## Task brief
You are asked to write out the full listing exactly as it stands.

*** Opening of Data for analysis ***

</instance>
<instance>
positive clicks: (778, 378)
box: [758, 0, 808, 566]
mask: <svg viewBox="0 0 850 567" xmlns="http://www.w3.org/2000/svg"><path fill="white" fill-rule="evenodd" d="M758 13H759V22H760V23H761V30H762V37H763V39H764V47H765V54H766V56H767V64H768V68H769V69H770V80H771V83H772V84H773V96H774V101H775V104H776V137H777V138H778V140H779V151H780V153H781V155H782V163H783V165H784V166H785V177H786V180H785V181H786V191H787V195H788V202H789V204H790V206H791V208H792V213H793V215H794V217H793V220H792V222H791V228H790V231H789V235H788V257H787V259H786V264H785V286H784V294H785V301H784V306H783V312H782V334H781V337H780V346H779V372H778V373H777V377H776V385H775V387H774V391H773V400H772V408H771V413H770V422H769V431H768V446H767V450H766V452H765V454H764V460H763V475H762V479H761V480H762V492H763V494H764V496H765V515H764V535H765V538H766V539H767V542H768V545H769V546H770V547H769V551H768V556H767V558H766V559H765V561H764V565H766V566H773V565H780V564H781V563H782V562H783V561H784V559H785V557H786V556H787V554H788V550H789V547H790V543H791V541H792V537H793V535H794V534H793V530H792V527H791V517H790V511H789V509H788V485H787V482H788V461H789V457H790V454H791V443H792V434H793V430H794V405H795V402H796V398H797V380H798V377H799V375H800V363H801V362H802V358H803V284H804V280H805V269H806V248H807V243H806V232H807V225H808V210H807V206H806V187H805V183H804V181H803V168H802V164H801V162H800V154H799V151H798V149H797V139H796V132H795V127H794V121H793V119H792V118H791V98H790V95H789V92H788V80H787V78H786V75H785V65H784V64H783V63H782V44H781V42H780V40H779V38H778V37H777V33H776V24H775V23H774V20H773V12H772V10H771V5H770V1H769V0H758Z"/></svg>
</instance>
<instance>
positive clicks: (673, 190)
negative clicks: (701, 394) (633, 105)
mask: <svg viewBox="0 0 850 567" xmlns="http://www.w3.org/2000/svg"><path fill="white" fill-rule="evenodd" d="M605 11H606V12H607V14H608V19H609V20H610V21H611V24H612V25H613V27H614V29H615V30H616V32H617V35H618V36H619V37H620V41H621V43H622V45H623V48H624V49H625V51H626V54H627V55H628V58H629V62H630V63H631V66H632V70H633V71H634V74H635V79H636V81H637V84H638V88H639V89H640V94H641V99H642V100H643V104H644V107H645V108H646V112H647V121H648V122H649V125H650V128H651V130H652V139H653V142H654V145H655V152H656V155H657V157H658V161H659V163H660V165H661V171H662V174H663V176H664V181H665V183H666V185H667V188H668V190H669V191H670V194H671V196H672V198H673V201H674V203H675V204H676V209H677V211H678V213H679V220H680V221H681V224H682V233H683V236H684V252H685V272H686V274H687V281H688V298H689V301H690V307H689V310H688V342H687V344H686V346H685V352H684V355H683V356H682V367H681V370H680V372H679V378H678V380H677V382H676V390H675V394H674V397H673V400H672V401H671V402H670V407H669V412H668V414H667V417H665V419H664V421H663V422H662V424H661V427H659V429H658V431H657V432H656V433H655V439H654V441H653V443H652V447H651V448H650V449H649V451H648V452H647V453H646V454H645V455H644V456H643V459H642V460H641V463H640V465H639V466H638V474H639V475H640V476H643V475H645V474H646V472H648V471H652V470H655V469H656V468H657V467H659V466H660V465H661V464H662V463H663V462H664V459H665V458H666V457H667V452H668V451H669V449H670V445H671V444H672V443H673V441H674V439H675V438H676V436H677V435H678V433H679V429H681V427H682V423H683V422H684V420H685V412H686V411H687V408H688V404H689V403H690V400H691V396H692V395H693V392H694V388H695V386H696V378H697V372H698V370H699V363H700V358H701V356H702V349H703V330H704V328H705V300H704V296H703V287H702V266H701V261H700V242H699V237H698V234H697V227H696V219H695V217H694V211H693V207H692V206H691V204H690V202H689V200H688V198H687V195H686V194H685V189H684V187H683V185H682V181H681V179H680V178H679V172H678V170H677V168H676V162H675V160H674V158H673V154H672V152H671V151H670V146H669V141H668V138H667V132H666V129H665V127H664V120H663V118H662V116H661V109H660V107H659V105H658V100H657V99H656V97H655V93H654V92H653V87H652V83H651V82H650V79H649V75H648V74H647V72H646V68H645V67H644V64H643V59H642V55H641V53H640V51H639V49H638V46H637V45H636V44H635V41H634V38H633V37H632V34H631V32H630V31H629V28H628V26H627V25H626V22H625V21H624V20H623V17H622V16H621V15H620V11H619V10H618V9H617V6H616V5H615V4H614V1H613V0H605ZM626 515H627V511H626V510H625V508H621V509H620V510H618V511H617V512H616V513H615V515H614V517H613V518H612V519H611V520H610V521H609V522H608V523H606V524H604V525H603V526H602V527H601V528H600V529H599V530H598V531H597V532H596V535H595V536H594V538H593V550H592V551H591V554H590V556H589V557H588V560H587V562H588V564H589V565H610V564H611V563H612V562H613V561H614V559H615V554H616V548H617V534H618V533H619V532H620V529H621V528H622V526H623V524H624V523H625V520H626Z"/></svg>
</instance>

*** Close of Data for analysis ***

## Written answer
</instance>
<instance>
positive clicks: (778, 378)
box: [758, 0, 808, 566]
mask: <svg viewBox="0 0 850 567" xmlns="http://www.w3.org/2000/svg"><path fill="white" fill-rule="evenodd" d="M758 13H759V22H760V23H761V30H762V37H763V39H764V47H765V54H766V56H767V64H768V68H769V69H770V80H771V83H772V84H773V96H774V101H775V104H776V137H777V138H778V140H779V151H780V153H781V155H782V163H783V165H784V166H785V177H786V180H785V181H786V191H787V195H788V202H789V204H790V206H791V208H792V213H793V215H794V217H793V220H792V222H791V228H790V231H789V235H788V257H787V259H786V264H785V286H784V294H785V301H784V306H783V312H782V334H781V337H780V346H779V372H778V373H777V377H776V385H775V387H774V391H773V400H772V408H771V413H770V422H769V431H768V446H767V450H766V452H765V454H764V460H763V475H762V479H761V480H762V492H763V494H764V496H765V515H764V535H765V538H766V539H767V542H768V545H769V546H770V547H769V551H768V556H767V558H766V559H765V561H764V565H766V566H773V565H780V564H781V563H782V562H783V561H784V559H785V557H786V556H787V554H788V550H789V547H790V543H791V541H792V537H793V535H794V534H793V530H792V527H791V517H790V511H789V509H788V485H787V482H788V461H789V457H790V454H791V443H792V434H793V430H794V405H795V402H796V398H797V380H798V377H799V375H800V363H801V362H802V358H803V284H804V280H805V269H806V248H807V243H806V232H807V225H808V210H807V206H806V187H805V183H804V181H803V168H802V164H801V162H800V154H799V151H798V149H797V139H796V132H795V127H794V121H793V119H792V118H791V98H790V95H789V92H788V80H787V78H786V75H785V65H784V64H783V63H782V44H781V42H780V40H779V38H778V37H777V33H776V24H775V23H774V20H773V12H772V10H771V5H770V1H769V0H758Z"/></svg>
</instance>
<instance>
positive clicks: (673, 190)
negative clicks: (701, 394) (633, 105)
mask: <svg viewBox="0 0 850 567" xmlns="http://www.w3.org/2000/svg"><path fill="white" fill-rule="evenodd" d="M605 11H606V12H607V14H608V19H609V20H610V21H611V24H612V25H613V27H614V29H615V30H616V32H617V35H618V36H619V37H620V41H621V43H622V45H623V48H624V49H625V51H626V54H627V55H628V58H629V62H630V63H631V66H632V70H633V71H634V74H635V79H636V81H637V84H638V88H639V89H640V94H641V99H642V100H643V104H644V107H645V108H646V112H647V121H648V122H649V125H650V128H651V130H652V139H653V142H654V145H655V152H656V155H657V157H658V161H659V163H660V165H661V171H662V174H663V176H664V181H665V183H666V185H667V188H668V190H669V191H670V194H671V196H672V198H673V201H674V203H675V204H676V209H677V211H678V213H679V220H680V221H681V224H682V233H683V236H684V252H685V272H686V274H687V281H688V298H689V301H690V307H689V310H688V342H687V344H686V346H685V352H684V355H683V356H682V367H681V370H680V372H679V378H678V380H677V382H676V390H675V394H674V397H673V400H672V401H671V402H670V407H669V412H668V414H667V417H665V419H664V421H663V422H662V424H661V427H659V429H658V431H657V432H656V433H655V439H654V441H653V443H652V447H651V448H650V449H649V451H648V452H647V453H646V454H645V455H644V456H643V459H642V460H641V463H640V465H639V466H638V474H639V475H640V476H643V475H645V474H646V472H648V471H652V470H655V469H656V468H657V467H659V466H660V465H661V464H662V463H663V462H664V459H665V458H666V457H667V452H668V451H669V449H670V445H671V444H672V443H673V441H674V439H675V438H676V436H677V435H678V433H679V429H681V427H682V423H683V422H684V420H685V412H686V411H687V408H688V404H689V403H690V400H691V396H692V395H693V392H694V388H695V386H696V378H697V372H698V370H699V363H700V358H701V356H702V349H703V330H704V328H705V300H704V296H703V287H702V266H701V261H700V242H699V237H698V234H697V227H696V219H695V217H694V211H693V207H692V206H691V204H690V202H689V200H688V198H687V195H686V194H685V189H684V187H683V185H682V181H681V179H680V178H679V172H678V170H677V168H676V162H675V160H674V158H673V154H672V152H671V151H670V146H669V141H668V138H667V132H666V129H665V127H664V120H663V118H662V116H661V109H660V107H659V105H658V100H657V99H656V97H655V93H654V92H653V87H652V83H651V82H650V79H649V75H648V74H647V72H646V68H645V67H644V64H643V59H642V55H641V53H640V51H639V49H638V46H637V45H636V44H635V41H634V38H633V37H632V34H631V32H630V31H629V28H628V26H627V25H626V22H625V21H624V20H623V17H622V16H621V15H620V11H619V10H618V9H617V6H616V5H615V4H614V1H613V0H605ZM626 515H627V511H626V510H625V508H621V509H620V510H618V511H617V512H616V513H615V515H614V517H613V518H612V519H611V520H610V521H609V522H608V523H606V524H604V525H603V526H602V527H601V528H600V529H599V530H598V531H597V532H596V535H595V536H594V538H593V550H592V551H591V554H590V556H589V557H588V560H587V562H588V564H589V565H610V564H611V563H612V562H613V561H614V559H615V554H616V548H617V534H618V533H619V532H620V529H621V528H622V526H623V524H624V523H625V520H626Z"/></svg>
</instance>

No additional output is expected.